§ **Work to be completed**:
Each line in the listing below that contains "Find" should be returned.

§ **Records supplied**:
↓

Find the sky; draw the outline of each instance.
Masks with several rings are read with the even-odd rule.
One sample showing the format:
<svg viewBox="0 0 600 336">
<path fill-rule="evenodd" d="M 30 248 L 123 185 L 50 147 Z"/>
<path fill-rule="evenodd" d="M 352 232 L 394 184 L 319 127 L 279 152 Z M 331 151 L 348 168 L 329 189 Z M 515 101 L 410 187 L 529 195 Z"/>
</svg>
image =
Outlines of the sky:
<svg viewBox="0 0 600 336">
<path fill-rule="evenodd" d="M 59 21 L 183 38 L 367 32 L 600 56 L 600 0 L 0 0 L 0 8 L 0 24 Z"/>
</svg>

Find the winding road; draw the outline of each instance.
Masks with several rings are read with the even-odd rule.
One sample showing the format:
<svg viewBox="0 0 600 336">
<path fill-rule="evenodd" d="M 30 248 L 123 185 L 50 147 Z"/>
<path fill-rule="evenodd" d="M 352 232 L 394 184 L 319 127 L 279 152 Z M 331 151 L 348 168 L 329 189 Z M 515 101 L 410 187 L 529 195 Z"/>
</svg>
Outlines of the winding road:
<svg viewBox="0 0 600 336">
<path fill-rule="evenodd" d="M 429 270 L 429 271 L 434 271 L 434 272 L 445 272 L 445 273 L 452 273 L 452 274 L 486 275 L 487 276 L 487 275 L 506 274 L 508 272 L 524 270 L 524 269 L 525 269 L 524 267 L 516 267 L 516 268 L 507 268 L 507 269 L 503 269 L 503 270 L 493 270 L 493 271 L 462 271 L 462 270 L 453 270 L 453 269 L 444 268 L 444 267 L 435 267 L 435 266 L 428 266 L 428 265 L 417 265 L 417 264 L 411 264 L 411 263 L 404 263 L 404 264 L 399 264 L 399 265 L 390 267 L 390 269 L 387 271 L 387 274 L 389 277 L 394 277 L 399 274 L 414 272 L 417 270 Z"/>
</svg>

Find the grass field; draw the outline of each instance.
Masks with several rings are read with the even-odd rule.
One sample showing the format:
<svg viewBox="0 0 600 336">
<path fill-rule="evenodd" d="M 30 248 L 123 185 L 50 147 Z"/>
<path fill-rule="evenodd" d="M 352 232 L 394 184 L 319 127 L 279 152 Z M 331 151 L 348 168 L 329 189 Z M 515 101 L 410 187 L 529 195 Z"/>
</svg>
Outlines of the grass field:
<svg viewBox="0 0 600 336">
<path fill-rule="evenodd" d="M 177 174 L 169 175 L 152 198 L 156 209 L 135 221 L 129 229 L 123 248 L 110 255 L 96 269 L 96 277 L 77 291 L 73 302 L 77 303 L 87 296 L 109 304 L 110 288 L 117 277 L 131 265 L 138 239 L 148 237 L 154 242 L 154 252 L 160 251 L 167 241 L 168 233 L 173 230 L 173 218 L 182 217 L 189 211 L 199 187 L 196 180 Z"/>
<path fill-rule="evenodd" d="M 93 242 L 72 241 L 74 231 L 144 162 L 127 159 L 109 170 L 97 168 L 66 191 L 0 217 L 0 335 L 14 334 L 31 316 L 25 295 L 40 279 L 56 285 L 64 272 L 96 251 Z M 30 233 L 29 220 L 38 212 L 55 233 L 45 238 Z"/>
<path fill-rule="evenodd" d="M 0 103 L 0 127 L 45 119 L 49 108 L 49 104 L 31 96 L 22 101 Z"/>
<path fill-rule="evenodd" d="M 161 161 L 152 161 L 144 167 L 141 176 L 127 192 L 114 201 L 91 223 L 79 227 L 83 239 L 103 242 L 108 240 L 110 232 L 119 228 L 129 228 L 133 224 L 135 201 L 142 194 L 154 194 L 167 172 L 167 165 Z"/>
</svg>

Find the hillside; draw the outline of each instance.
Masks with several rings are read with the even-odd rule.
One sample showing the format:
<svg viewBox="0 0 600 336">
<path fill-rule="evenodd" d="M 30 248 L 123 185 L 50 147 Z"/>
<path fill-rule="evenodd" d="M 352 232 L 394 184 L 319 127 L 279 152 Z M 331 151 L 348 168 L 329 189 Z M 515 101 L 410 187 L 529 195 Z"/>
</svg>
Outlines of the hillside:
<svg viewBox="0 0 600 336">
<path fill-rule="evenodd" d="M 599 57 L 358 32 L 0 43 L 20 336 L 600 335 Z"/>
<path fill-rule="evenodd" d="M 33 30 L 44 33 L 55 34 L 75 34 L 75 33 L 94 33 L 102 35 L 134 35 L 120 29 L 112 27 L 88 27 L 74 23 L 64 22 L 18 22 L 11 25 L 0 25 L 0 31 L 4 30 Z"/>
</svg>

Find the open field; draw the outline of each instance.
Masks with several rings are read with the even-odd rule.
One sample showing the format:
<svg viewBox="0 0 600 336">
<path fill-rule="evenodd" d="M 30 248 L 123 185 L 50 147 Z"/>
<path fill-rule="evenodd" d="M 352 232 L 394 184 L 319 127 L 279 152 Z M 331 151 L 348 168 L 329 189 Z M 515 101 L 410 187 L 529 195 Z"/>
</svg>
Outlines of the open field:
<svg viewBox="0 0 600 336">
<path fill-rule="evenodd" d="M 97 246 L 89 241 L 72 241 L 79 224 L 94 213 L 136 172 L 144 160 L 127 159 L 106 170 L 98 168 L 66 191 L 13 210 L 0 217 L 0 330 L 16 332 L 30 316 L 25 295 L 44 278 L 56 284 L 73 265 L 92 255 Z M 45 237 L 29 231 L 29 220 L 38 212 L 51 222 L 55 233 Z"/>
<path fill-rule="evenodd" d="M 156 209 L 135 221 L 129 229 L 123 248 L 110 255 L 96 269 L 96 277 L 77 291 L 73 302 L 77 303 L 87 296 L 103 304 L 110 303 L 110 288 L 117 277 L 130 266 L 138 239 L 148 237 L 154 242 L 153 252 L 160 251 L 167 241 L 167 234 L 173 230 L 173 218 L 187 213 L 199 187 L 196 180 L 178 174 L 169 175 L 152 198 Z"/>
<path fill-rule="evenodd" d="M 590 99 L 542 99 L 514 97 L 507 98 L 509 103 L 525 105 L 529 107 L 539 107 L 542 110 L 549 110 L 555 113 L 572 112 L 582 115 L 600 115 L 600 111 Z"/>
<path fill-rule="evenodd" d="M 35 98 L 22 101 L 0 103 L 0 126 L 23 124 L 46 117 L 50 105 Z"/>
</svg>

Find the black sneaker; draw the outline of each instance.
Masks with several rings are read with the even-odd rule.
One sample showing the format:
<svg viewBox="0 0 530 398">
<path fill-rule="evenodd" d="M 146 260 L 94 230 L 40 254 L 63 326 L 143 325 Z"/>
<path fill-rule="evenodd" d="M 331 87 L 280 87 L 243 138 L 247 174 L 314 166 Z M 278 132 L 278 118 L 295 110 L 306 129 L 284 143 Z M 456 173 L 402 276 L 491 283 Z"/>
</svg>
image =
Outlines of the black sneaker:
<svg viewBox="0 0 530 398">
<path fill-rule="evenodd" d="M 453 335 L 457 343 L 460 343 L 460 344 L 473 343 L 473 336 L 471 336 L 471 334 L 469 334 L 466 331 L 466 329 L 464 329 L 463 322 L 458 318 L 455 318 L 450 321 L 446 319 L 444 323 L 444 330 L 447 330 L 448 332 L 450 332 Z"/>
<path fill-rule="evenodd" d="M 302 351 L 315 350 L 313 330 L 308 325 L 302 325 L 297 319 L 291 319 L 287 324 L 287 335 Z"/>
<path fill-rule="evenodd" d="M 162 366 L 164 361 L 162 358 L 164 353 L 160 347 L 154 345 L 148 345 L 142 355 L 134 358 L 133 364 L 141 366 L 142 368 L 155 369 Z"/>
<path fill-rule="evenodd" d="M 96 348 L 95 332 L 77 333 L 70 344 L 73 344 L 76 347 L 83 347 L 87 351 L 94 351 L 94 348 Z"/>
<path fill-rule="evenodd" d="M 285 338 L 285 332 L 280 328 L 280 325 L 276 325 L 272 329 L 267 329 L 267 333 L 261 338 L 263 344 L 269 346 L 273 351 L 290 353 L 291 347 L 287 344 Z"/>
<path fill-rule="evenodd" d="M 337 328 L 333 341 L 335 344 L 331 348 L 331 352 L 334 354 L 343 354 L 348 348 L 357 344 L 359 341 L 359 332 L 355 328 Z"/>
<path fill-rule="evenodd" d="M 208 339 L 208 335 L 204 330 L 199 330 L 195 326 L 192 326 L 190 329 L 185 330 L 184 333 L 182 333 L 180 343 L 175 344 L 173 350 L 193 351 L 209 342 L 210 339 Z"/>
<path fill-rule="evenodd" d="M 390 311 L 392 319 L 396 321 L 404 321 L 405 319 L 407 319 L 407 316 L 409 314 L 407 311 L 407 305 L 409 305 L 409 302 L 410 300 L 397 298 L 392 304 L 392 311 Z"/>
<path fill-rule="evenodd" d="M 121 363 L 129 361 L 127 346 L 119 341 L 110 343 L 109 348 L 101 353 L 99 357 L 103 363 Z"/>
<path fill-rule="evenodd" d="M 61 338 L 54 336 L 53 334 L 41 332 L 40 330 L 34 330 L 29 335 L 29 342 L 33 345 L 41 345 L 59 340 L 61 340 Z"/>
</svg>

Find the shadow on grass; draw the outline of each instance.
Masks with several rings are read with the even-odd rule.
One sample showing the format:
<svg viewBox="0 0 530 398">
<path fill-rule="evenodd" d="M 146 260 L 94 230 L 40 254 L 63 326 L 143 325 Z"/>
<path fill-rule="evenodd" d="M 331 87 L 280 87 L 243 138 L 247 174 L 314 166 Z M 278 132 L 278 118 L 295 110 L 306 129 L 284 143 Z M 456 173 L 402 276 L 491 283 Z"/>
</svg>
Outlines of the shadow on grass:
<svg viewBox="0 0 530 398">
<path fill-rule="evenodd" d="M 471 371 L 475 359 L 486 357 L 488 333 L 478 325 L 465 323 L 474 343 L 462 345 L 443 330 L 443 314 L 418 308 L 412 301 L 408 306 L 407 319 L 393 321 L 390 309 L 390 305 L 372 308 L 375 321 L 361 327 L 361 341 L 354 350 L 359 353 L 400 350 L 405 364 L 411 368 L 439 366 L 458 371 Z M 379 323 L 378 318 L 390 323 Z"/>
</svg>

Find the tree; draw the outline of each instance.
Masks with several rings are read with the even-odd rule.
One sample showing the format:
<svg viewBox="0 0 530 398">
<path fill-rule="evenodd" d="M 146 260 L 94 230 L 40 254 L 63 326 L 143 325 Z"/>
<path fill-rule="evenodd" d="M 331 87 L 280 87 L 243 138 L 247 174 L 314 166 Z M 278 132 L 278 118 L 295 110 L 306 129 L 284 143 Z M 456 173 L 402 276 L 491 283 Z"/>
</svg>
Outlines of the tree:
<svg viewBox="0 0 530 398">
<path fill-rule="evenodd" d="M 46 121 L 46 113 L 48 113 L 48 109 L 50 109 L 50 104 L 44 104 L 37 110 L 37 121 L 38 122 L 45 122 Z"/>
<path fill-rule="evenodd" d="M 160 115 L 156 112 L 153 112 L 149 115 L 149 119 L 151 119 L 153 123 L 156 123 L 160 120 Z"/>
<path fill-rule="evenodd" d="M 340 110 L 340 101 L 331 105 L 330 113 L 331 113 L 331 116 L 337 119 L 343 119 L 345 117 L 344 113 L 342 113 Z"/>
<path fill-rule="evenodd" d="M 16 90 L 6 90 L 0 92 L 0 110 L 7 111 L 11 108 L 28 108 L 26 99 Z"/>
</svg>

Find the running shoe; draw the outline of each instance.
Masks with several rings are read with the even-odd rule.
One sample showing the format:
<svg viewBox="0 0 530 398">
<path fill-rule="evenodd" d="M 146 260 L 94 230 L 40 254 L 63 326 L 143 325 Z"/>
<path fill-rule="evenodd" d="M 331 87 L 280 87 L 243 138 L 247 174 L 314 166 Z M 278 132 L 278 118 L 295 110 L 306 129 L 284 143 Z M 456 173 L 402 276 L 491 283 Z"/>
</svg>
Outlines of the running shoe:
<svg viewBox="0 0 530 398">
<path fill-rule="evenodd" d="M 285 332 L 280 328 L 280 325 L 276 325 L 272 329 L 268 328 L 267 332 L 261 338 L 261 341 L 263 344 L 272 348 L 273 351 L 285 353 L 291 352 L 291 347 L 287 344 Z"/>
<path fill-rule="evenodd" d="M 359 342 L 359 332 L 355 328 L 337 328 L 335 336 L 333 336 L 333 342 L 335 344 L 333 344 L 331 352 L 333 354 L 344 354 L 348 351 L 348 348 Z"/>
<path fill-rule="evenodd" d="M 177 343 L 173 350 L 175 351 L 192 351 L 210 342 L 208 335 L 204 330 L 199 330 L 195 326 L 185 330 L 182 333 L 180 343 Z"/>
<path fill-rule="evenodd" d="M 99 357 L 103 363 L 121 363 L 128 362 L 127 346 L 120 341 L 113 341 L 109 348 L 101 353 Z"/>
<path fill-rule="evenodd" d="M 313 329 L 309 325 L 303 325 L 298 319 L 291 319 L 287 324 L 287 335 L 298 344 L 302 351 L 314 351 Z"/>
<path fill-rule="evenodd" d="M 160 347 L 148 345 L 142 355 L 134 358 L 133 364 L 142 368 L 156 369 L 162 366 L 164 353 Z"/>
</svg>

↑

§ **Solution to the problem**:
Find the sky; draw the outline of each instance.
Find the winding road; draw the outline of each instance.
Find the grass field; draw the outline of each instance.
Find the hillside; draw the outline of each instance.
Find the open field; draw the outline of each instance.
Find the black sneaker; draw the outline of each instance.
Find the shadow on grass; draw the outline of each instance.
Find the tree; draw the outline of each instance.
Find the running shoe; draw the outline of each instance.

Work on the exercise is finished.